## TASK TO CARRY OUT
The entries that follow should be written out exactly.

## DATA SUPPLIED
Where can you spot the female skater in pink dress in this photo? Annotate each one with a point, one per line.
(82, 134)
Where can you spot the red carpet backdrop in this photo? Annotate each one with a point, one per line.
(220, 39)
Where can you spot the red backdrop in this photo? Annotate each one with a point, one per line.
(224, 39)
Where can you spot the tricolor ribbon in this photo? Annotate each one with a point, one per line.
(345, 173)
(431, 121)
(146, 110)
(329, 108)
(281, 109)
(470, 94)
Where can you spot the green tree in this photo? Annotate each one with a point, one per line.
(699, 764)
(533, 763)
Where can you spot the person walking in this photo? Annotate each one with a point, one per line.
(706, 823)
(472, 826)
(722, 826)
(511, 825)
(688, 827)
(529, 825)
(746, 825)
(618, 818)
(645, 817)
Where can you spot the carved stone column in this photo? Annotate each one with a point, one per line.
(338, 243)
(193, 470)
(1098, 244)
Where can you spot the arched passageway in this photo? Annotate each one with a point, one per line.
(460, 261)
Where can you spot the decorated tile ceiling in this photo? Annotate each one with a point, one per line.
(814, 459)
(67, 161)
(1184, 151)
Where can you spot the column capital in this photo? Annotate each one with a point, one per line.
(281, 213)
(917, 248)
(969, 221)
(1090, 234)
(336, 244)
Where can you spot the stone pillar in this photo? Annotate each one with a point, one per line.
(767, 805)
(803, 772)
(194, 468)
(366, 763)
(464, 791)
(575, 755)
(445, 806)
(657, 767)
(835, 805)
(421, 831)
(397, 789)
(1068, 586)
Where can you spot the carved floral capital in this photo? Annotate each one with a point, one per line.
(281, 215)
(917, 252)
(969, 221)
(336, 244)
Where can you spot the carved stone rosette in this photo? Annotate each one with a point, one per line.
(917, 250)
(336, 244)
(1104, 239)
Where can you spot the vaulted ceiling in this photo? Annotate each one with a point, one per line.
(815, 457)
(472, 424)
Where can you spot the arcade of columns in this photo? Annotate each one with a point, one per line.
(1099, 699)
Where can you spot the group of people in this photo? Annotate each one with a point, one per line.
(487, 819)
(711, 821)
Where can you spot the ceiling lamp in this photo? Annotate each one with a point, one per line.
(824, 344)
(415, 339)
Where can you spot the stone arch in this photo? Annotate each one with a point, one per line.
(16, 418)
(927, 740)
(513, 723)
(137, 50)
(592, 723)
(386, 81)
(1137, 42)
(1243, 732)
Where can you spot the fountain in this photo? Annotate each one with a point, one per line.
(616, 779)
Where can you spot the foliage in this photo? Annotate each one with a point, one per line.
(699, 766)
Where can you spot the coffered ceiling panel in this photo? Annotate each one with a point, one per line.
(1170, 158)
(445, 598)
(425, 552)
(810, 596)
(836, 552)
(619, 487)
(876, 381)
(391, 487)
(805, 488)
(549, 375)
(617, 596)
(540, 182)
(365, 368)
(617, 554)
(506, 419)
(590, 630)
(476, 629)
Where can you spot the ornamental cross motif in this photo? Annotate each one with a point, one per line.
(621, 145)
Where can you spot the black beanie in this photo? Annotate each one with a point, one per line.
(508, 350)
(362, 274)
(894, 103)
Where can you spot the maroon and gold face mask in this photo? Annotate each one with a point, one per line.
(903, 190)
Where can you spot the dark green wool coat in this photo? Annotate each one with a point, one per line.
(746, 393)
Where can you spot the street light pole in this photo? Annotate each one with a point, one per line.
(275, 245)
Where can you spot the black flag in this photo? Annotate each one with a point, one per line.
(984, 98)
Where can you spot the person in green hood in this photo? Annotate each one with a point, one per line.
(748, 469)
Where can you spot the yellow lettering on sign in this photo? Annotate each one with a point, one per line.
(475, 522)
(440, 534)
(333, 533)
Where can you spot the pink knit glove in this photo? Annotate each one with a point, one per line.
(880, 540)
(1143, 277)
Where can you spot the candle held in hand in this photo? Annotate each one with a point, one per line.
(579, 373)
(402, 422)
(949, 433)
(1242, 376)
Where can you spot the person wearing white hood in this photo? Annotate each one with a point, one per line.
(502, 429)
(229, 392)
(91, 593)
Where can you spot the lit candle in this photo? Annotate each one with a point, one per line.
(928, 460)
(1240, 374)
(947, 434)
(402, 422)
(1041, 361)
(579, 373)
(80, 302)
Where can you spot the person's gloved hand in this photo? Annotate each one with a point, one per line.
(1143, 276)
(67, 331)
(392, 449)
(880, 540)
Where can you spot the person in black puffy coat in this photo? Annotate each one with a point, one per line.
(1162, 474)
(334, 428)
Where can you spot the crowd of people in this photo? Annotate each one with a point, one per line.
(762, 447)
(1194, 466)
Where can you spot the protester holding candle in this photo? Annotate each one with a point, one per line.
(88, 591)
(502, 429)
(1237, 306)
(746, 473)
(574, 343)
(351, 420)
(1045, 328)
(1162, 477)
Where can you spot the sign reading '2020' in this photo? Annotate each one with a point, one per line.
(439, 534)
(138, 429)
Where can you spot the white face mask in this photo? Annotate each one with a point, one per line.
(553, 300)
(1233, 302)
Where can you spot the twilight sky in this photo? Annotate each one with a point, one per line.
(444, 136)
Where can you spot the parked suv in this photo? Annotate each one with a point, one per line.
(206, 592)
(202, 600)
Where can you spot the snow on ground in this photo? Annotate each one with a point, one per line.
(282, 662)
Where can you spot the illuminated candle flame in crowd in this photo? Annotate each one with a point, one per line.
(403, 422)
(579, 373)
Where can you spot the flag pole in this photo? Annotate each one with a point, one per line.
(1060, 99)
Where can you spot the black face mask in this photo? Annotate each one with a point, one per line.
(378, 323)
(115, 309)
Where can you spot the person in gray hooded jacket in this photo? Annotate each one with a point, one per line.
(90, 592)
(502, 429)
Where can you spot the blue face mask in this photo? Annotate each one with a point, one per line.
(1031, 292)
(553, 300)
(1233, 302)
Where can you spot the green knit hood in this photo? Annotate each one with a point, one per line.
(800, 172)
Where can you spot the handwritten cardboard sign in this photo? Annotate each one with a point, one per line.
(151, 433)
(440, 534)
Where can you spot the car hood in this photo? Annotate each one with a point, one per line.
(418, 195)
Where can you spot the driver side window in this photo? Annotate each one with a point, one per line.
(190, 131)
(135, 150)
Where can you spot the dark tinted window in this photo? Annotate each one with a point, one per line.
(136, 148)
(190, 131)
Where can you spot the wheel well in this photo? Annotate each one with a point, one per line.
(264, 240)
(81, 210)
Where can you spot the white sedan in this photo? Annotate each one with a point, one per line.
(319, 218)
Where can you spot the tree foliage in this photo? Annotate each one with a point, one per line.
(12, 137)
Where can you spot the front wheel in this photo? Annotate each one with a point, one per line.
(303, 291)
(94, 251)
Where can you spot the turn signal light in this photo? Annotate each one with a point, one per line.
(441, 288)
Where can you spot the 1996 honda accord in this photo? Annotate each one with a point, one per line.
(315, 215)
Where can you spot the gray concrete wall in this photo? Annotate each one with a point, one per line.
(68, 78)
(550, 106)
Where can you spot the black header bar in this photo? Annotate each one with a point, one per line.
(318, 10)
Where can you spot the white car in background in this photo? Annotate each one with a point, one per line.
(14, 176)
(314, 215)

## SOLUTION TO THE EXERCISE
Where can you spot the female skater in pink dress in this photo? Annotate each one with a point, one per line.
(82, 134)
Where can you spot the red carpet backdrop in this photo? Annotate each one with a point, one per line.
(220, 39)
Where can you spot the red backdrop in this photo? Annotate each one with a point, one per line.
(224, 39)
Where can you spot the tricolor ribbon in this photo? Annotate each one with a point, one per line.
(345, 173)
(431, 121)
(146, 110)
(329, 108)
(281, 109)
(470, 94)
Where can you spot the green tree in this photo? Annotate each one with a point, one per line.
(699, 764)
(533, 763)
Where can you spot the person walking in this photo? Annotate each one with a point, one per line.
(706, 823)
(472, 826)
(722, 826)
(511, 825)
(688, 827)
(529, 825)
(746, 825)
(618, 818)
(645, 817)
Where can you spot the carved stone column in this photo? Annotate each one with a point, one per line.
(338, 243)
(193, 470)
(1098, 244)
Where can you spot the arched passageway in this photo? Annotate each one with a point, one per line.
(460, 261)
Where can you spot the decorated tile ceiling in this photo? Annotate each one with a point, one per line.
(814, 459)
(67, 161)
(1184, 151)
Where can you spot the column capital in this photo? Annotate each one with a point, one per line.
(281, 213)
(917, 248)
(969, 221)
(1090, 234)
(336, 244)
Where can you spot the stone pillar in this photo? Annotate each one with a point, one per line.
(767, 805)
(803, 772)
(194, 468)
(366, 763)
(464, 791)
(575, 755)
(445, 806)
(657, 767)
(835, 805)
(421, 831)
(397, 789)
(1068, 586)
Where can you spot the carved floral capital in this photo? Annotate each one with a point, one per line.
(281, 215)
(917, 252)
(969, 221)
(336, 244)
Where can you spot the carved stone rosette in this photo? Annotate each one with a point, one per line.
(917, 250)
(336, 244)
(1104, 239)
Where can you spot the vaulted ceiling in this photo? Annotate each one with a point, one per line.
(815, 457)
(472, 424)
Where can you spot the arcade of columns in this photo? Annotate each one with a point, one per line.
(1099, 699)
Where can you spot the group of people in this photo? Annotate each one with a point, one per line.
(487, 819)
(711, 821)
Where can you spot the ceiling lamp in this photo? Annotate each one with a point, one per line.
(824, 344)
(415, 339)
Where can you spot the stone arch in this photo? Annotate each one with a point, one per line.
(16, 418)
(927, 740)
(513, 723)
(137, 50)
(592, 723)
(386, 81)
(1137, 42)
(1243, 732)
Where can you spot the fountain in this photo? Annotate each one with a point, one per line.
(616, 779)
Where can you spot the foliage in this photo? Annotate each one with a point, one per line.
(699, 766)
Where can you spot the coffered ceiling panel in this photo? Annotate each one with a point, one per line.
(1170, 158)
(445, 598)
(425, 552)
(810, 596)
(836, 552)
(619, 487)
(876, 381)
(391, 487)
(805, 488)
(549, 375)
(617, 596)
(540, 182)
(365, 368)
(617, 554)
(506, 419)
(590, 630)
(476, 629)
Where can you spot the ornamental cross motif in this photo? Annotate each one with a point, one per line.
(621, 145)
Where can you spot the black beanie in this photo? Annotate each one with a point, one per line.
(508, 350)
(362, 274)
(894, 103)
Where can you spot the maroon and gold face mask in this photo? Annotate each one with a point, one per line.
(903, 190)
Where can you spot the dark green wool coat in this photo? Annotate each one with a point, one per line.
(746, 393)
Where can you spot the street light pole in this photo? Annotate each one with a point, one per line.
(275, 245)
Where can you spot the black flag in this photo? Annotate each one with a point, one per line.
(984, 98)
Where can you spot the person in green hood in this photo? Annotate each one with a point, one per line.
(748, 469)
Where can you spot the yellow lettering on sign in this photo? Annotate each one with a point, one per line.
(475, 522)
(440, 534)
(333, 533)
Where can you spot the pink knit glove in this photo? Annotate each one with a point, one per line.
(880, 540)
(1143, 277)
Where can you spot the candle held in hand in this photo? Annotate each one with a point, one per line.
(579, 373)
(402, 422)
(949, 433)
(1242, 376)
Where can you spot the person wearing white hood in this photo? Annotate each one with a point, one per line.
(502, 429)
(229, 392)
(91, 593)
Where can you spot the lit candle in this photo? Annotate each one with a point, one per line.
(928, 460)
(1240, 374)
(947, 434)
(402, 422)
(1041, 361)
(579, 373)
(80, 302)
Where can you spot the person's gloved hand in this photo? Annotate each one with a point, one per line.
(1143, 276)
(67, 331)
(392, 449)
(880, 540)
Where can you spot the person in black puffy coat in this photo? Annotate each one with a point, one per line.
(1162, 474)
(334, 428)
Where can you spot the crowd of people in this photo? Annotate each one with a point, one per line.
(762, 447)
(1194, 466)
Where can you spot the protester holding candle in this photo? Annotate each one with a point, one per line.
(88, 591)
(502, 429)
(1237, 306)
(746, 473)
(574, 343)
(351, 420)
(1045, 328)
(1162, 477)
Where can you spot the sign reading '2020' in this photo? Annotate each one with a point, one per line.
(439, 534)
(138, 429)
Where can you spot the white face mask in this photo? Annotate each one with a point, one per line.
(553, 300)
(1233, 302)
Where can you spot the twilight sky in this photo? Annotate each one with a point, one per line.
(444, 136)
Where can you spot the parked suv in this photo? Annotate each one with a point, one per line.
(206, 592)
(202, 600)
Where can you spot the snow on ground in this photo? Annotate each one with a point, one per line.
(282, 662)
Where can you spot the illuminated candle flame in crowd in this photo? Annotate each one with a point, one per line.
(403, 422)
(579, 373)
Where can you spot the flag pole in this photo? Annotate each one with a point, one per line.
(1060, 99)
Where can you spot the black face mask in this photo? Annotate each one with a point, one per line.
(378, 323)
(115, 309)
Where can you spot the person in gray hooded jacket in this photo? Annotate each one with a point, one per line.
(90, 592)
(502, 429)
Where can you spot the blue face mask in this photo? Annotate each one with a point, one per line.
(1031, 292)
(553, 300)
(1233, 302)
Where can you spot the green knit hood in this photo? Annotate each one with a point, one per line.
(800, 172)
Where can you spot the handwritten cardboard sign in this photo? Annotate each one with a point, one per line.
(151, 433)
(440, 534)
Where can you spot the car hood in this photo? Annotate each one with a point, one per line.
(418, 195)
Where can you spot the driver side window in this photo? Annotate each one with a point, one per line.
(190, 131)
(135, 150)
Where can you spot the dark tinted window in this photo? Annotate each one with a point, one per line.
(136, 148)
(190, 131)
Where can you spot the wheel well in this photo? Annotate each one with a point, one per line.
(264, 240)
(81, 210)
Where can you spot the white sedan in this photo? Annotate each one with a point, one per line.
(319, 218)
Where can you spot the tree foliage in this photo? Annotate each one with a point, one per line.
(12, 137)
Where can you spot the front wheel in this photo? Annotate each one with a point, one per line.
(303, 291)
(94, 251)
Where can you spot the turn signal light in this photo? Annotate each one with a point, one per line.
(441, 288)
Where can you spot the 1996 honda accord in this photo? Annotate each one with a point, one per line.
(315, 215)
Where can you spot the gray concrete wall in this photo? Annotate each one with a point, one per line.
(68, 78)
(550, 106)
Where can you spot the black header bar in this photo? Annotate each one with a point, one per line.
(318, 10)
Where can you spot the white car in background in this photo? Annotate each one with a point, one per line.
(14, 176)
(314, 215)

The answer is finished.